%%

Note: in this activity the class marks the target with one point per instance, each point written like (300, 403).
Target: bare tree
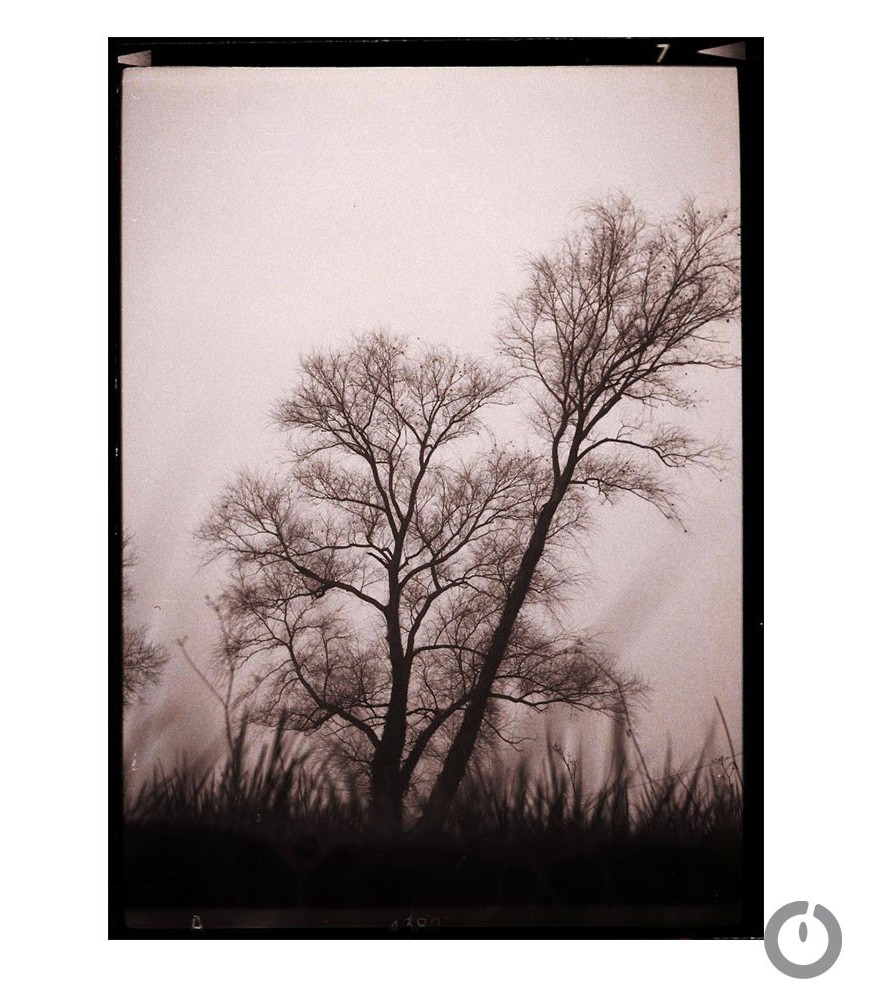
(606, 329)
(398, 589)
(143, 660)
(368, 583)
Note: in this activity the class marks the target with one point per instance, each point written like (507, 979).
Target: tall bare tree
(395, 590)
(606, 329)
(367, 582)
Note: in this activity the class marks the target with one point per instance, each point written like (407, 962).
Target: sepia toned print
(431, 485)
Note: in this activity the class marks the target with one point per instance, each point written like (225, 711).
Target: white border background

%%

Pull every line containing "class" out of the entries.

Note: in this activity the class marks the target with one point per instance, each point written like (300, 403).
Note: in this activity the class marks the target with one point per instance, each point written like (507, 979).
Note: in this activity the class marks the target with one point per instance, each point written like (407, 962).
Note: in this activity the class marks the target with one point per instance, each point written like (225, 711).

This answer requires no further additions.